### Source
##########
In one aspect, server 104A executes a virtual machine environment 114, according to one aspect. In the virtual machine environment 114, a physical resource is time-shared among a plurality of independently operating processor executable virtual machines (VMs). Each VM may function as a self-contained platform, running its own operating system (OS) and computer executable, application software. The computer executable instructions running in a VM may be collectively referred to herein as “guest software”. In addition, resources available within the VM may be referred to herein as “guest resources”.

The guest software expects to operate as if it were running on a dedicated computer rather than in a VM. That is, the guest software expects to control various events and have access to hardware resources on a physical computing system (may also be referred to as a host platform) which may be referred to herein as “host hardware resources”. The host hardware resource may include one or more processors, resources resident on the processors (e.g., control registers, caches and others), memory (instructions residing in memory, e.g., descriptor tables), and other resources (e.g., input/output devices, host attached storage, network attached storage or other like storage) that reside in a physical machine or are coupled to the host platform.

The virtual machine environment 114 includes a plurality of VMs 120A-120N that execute a plurality of guest OS 122A-122N (may also be referred to as guest OS 122) to share hardware resources 128. As described above, hardware resources 128 may include CPU, memory, I/O devices, storage or any other hardware resource. A VM may also execute a PM based file system executing the process blocks of FIGS. 1G and 1H described above in detail.

A virtual machine monitor (VMM) 124, for example, a processor executed hypervisor layer provided by VMWare Inc., Hyper-V layer provided by Microsoft Corporation (without derogation of any third party trademark rights) or any other virtualization layer type, presents and manages the plurality of guest OS 122. VMM 124 may include or interface with a virtualization layer (VIL) 126 that provides one or more virtualized hardware resource 128 to each guest OS. For example, VIL 126 presents physical storage at storage devices 110 as virtual storage (for example, as a virtual hard drive (VHD)) to VMs 120A-120N.

In one aspect, VMM 124 is executed by server system 104A with VMs 120A-120N. In another aspect, VMM 124 may be executed by a separate stand-alone computing system, often referred to as a hypervisor server or VMM server and VMs 120A-120N are presented via another computer system. It is noteworthy that various vendors provide virtualization environments, for example, VMware Corporation, Microsoft Corporation (without derogation of any third party trademark rights) and others. The generic virtualization environment described above with respect to FIG. 1I may be customized depending on the virtual environment provider.
##########
Dataset records on object locations:

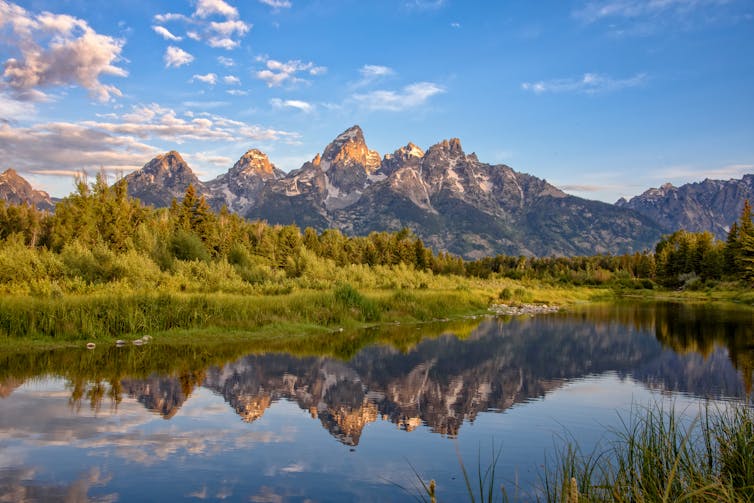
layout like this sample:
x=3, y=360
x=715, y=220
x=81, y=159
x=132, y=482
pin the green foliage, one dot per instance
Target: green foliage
x=186, y=245
x=363, y=308
x=99, y=239
x=662, y=456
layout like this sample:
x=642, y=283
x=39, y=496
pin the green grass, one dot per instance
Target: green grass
x=660, y=457
x=108, y=316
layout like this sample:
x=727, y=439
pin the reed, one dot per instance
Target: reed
x=106, y=316
x=660, y=455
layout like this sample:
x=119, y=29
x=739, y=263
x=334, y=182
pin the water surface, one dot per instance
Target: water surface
x=154, y=424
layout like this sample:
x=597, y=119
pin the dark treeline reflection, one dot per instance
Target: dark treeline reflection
x=438, y=381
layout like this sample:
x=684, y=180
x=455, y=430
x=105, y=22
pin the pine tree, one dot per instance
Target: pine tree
x=745, y=251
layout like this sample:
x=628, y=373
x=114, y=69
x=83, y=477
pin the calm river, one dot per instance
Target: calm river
x=157, y=424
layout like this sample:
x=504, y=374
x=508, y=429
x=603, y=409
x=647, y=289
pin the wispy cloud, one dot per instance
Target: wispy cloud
x=425, y=4
x=684, y=173
x=594, y=11
x=297, y=104
x=56, y=50
x=371, y=74
x=165, y=33
x=277, y=4
x=224, y=34
x=122, y=142
x=175, y=57
x=278, y=73
x=648, y=17
x=227, y=62
x=589, y=83
x=215, y=160
x=210, y=78
x=410, y=96
x=207, y=8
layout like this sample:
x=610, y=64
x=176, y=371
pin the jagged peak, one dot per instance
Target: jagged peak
x=254, y=161
x=354, y=133
x=452, y=146
x=411, y=150
x=350, y=149
x=166, y=161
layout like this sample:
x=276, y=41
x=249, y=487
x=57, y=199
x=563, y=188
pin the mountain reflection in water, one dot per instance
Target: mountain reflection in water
x=445, y=381
x=328, y=417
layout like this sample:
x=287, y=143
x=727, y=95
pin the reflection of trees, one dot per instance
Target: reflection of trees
x=440, y=382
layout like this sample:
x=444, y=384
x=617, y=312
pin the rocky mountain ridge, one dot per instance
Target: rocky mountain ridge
x=16, y=190
x=450, y=199
x=710, y=205
x=453, y=201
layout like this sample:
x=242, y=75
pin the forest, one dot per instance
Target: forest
x=99, y=235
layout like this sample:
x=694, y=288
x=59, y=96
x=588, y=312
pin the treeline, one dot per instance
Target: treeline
x=682, y=259
x=99, y=234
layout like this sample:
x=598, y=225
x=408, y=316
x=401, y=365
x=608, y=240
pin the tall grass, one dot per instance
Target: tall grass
x=660, y=456
x=104, y=316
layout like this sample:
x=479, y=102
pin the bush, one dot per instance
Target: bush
x=186, y=245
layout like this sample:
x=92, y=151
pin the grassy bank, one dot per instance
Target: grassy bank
x=106, y=314
x=661, y=457
x=100, y=317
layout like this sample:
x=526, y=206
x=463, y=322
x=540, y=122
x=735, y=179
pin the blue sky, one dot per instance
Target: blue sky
x=602, y=98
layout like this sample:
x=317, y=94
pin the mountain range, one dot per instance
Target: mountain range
x=450, y=199
x=16, y=190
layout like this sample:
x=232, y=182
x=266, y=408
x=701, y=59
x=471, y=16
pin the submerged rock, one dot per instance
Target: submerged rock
x=523, y=309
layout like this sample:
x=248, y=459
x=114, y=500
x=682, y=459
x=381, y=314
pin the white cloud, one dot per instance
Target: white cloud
x=373, y=73
x=227, y=62
x=589, y=83
x=277, y=4
x=216, y=160
x=297, y=104
x=165, y=33
x=207, y=8
x=425, y=4
x=278, y=73
x=411, y=96
x=57, y=50
x=684, y=173
x=171, y=16
x=220, y=34
x=122, y=142
x=597, y=10
x=225, y=34
x=12, y=110
x=210, y=78
x=175, y=57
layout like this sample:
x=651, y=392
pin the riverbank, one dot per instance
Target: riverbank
x=106, y=316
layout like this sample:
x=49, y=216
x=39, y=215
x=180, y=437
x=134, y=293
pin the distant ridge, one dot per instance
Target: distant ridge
x=453, y=201
x=450, y=199
x=16, y=190
x=711, y=205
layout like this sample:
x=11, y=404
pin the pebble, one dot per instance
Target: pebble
x=523, y=309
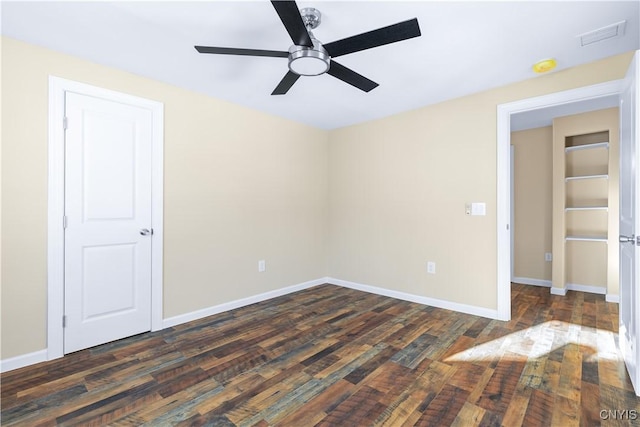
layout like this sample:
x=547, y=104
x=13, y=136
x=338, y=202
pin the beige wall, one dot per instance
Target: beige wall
x=532, y=202
x=399, y=185
x=239, y=186
x=369, y=203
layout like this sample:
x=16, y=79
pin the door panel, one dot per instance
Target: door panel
x=107, y=203
x=629, y=225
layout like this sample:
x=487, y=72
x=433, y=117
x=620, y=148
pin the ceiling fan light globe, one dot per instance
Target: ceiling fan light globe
x=309, y=62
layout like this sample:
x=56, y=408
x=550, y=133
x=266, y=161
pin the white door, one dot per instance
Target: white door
x=107, y=290
x=630, y=224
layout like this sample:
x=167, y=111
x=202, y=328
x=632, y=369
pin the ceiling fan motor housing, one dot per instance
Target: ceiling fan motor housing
x=309, y=61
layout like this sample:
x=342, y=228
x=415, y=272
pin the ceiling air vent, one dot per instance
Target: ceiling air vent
x=605, y=33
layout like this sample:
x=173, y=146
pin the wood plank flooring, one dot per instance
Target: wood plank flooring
x=330, y=356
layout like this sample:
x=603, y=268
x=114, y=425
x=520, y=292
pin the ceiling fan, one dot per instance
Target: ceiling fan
x=309, y=57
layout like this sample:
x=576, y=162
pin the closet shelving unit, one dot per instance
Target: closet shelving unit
x=586, y=193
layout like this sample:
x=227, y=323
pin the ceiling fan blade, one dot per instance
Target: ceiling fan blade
x=385, y=35
x=285, y=84
x=235, y=51
x=347, y=75
x=290, y=17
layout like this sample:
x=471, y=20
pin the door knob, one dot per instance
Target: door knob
x=627, y=239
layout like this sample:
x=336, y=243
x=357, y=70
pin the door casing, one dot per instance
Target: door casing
x=55, y=250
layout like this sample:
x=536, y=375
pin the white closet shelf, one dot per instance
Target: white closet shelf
x=577, y=178
x=586, y=238
x=587, y=146
x=587, y=208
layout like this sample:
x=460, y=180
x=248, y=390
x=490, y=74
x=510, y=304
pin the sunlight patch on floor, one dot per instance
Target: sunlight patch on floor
x=543, y=339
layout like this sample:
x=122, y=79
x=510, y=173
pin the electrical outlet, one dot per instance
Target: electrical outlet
x=431, y=267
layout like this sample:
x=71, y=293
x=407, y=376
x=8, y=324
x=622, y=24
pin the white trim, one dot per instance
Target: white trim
x=612, y=298
x=600, y=290
x=23, y=360
x=447, y=305
x=220, y=308
x=503, y=202
x=532, y=282
x=55, y=256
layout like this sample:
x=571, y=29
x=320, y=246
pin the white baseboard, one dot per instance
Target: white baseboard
x=559, y=291
x=448, y=305
x=23, y=360
x=612, y=298
x=601, y=290
x=220, y=308
x=531, y=281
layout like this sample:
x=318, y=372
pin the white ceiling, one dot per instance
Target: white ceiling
x=465, y=47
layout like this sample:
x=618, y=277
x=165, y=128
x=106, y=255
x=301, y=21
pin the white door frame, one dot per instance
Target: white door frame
x=504, y=112
x=55, y=255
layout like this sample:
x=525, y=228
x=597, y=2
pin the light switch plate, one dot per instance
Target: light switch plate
x=478, y=209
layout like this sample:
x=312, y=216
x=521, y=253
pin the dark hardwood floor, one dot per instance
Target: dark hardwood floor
x=331, y=356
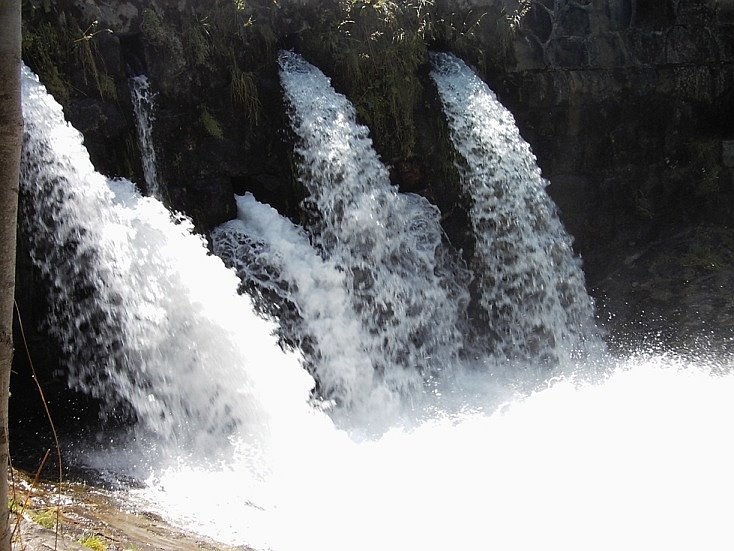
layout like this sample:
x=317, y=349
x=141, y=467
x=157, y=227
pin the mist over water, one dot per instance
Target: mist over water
x=595, y=453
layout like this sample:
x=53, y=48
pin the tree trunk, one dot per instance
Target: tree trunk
x=11, y=133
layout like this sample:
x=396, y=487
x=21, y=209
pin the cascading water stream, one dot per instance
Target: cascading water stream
x=638, y=459
x=150, y=321
x=531, y=286
x=388, y=244
x=143, y=100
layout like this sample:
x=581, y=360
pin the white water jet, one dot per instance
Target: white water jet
x=150, y=320
x=269, y=250
x=641, y=460
x=143, y=99
x=387, y=243
x=530, y=283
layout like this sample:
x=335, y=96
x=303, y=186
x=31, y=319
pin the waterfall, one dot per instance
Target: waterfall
x=637, y=459
x=388, y=244
x=531, y=287
x=149, y=320
x=143, y=100
x=272, y=253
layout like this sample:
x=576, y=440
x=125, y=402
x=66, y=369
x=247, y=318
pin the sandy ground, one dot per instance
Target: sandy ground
x=90, y=518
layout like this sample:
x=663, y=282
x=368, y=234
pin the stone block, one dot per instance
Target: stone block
x=572, y=21
x=606, y=51
x=567, y=52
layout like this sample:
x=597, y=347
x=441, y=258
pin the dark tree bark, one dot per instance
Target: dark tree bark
x=11, y=126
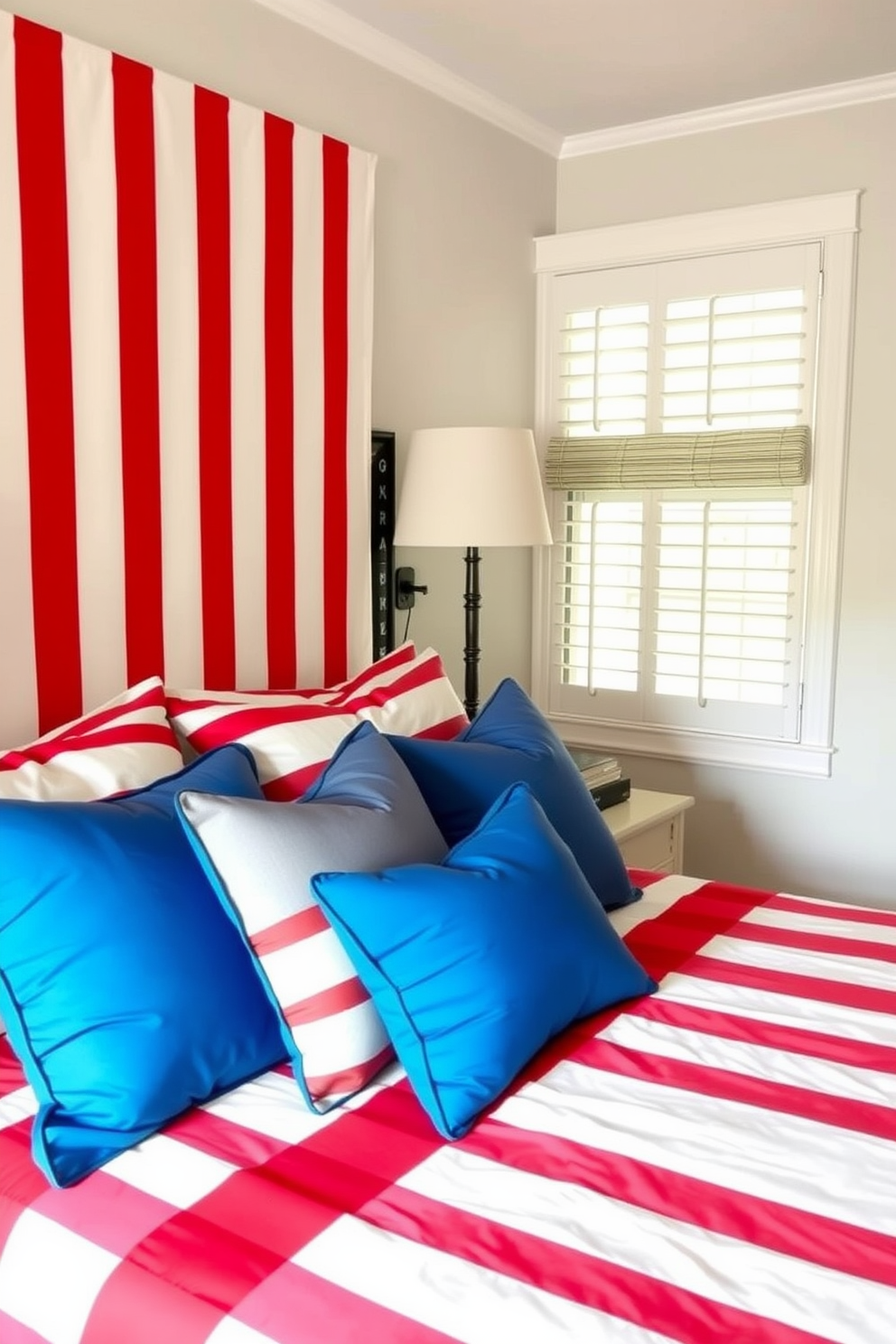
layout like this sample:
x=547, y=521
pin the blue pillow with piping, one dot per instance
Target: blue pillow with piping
x=473, y=964
x=126, y=991
x=510, y=742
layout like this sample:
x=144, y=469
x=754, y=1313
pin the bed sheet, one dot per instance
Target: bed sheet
x=716, y=1162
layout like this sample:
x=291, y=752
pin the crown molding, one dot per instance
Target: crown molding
x=330, y=22
x=824, y=98
x=336, y=26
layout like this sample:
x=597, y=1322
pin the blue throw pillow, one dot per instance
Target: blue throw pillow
x=510, y=742
x=476, y=963
x=363, y=812
x=126, y=991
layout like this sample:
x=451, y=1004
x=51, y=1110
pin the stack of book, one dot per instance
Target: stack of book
x=602, y=774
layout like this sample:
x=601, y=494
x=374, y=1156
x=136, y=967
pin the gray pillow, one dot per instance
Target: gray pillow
x=361, y=815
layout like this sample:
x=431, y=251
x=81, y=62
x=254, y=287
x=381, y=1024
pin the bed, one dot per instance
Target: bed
x=694, y=1142
x=714, y=1162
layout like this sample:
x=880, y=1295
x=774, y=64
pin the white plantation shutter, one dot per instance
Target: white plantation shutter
x=684, y=397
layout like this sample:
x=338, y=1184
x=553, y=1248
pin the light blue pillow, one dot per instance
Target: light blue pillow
x=126, y=991
x=508, y=742
x=476, y=963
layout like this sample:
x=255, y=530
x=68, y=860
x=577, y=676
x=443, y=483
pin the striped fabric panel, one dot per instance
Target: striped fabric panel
x=184, y=386
x=670, y=1178
x=293, y=735
x=128, y=743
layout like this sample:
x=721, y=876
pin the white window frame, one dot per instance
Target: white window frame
x=833, y=222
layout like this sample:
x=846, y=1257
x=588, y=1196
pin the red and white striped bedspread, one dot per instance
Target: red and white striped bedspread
x=716, y=1162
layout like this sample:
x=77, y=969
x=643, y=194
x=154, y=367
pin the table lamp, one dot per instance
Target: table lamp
x=471, y=487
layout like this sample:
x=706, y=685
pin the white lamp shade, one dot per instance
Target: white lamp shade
x=471, y=487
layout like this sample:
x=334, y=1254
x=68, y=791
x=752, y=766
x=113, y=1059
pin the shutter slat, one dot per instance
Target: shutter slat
x=652, y=462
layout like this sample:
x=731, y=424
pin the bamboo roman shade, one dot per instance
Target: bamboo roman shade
x=727, y=460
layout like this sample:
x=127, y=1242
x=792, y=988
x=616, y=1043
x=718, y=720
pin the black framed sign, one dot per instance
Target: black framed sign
x=382, y=530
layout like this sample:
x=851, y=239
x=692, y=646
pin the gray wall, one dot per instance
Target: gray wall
x=457, y=206
x=821, y=836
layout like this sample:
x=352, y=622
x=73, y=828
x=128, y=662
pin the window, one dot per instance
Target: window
x=694, y=405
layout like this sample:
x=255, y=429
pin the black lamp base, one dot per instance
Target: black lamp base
x=471, y=602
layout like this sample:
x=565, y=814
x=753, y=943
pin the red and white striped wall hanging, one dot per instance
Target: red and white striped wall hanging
x=185, y=294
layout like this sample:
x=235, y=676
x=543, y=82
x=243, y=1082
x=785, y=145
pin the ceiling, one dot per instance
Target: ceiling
x=565, y=70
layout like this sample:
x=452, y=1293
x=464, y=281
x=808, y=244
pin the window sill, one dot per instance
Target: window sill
x=696, y=748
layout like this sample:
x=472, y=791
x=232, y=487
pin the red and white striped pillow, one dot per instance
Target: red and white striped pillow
x=124, y=745
x=293, y=734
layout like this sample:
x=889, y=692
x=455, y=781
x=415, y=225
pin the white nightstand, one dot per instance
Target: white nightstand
x=649, y=829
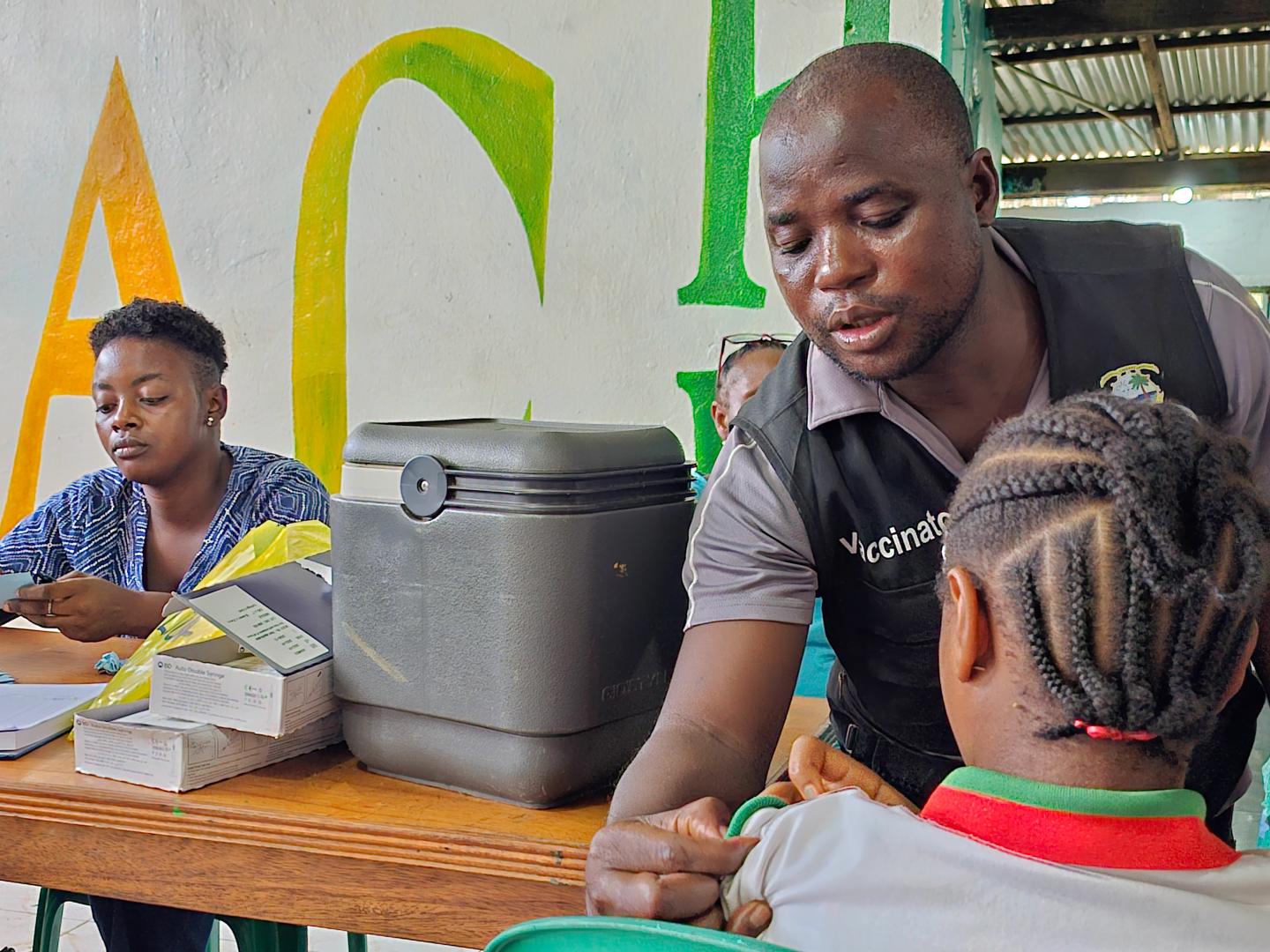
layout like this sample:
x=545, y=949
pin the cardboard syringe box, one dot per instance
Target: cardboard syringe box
##########
### Short problem 1
Transcribe the virtual machine passage from "The guest software expects to operate" through "the host platform.", inclusive.
### Short problem 2
In the virtual machine passage, what term is used for the computer executable instructions running in a VM?

### Correct answer 1
The guest software expects to operate as if it were running on a dedicated computer rather than in a VM. That is, the guest software expects to control various events and have access to hardware resources on a physical computing system (may also be referred to as a host platform) which may be referred to herein as “host hardware resources”. The host hardware resource may include one or more processors, resources resident on the processors (e.g., control registers, caches and others), memory (instructions residing in memory, e.g., descriptor tables), and other resources (e.g., input/output devices, host attached storage, network attached storage or other like storage) that reside in a physical machine or are coupled to the host platform.

### Correct answer 2
Guest software.